#### Task instructions
Below are the records; locate each line with the word "gesture" and copy it.

(Stored data entries)

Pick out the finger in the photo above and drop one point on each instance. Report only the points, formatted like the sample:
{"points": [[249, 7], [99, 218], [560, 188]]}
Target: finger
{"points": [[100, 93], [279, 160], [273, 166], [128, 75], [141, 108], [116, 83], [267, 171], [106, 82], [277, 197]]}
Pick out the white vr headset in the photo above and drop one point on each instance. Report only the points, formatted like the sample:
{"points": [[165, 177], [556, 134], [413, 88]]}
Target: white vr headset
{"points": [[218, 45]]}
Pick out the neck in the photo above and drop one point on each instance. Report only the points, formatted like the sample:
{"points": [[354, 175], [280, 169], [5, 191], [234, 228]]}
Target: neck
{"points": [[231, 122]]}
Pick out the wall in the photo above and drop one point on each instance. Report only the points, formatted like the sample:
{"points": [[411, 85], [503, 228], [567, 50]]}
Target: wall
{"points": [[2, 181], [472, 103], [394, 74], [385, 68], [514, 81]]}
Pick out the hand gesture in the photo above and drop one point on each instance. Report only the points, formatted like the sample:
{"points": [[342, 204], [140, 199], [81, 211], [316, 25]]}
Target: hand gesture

#### Answer section
Pick out the hand gesture in the photo above and drop one point on each instance. Report only the points, formatted like the sample:
Target: hand gesture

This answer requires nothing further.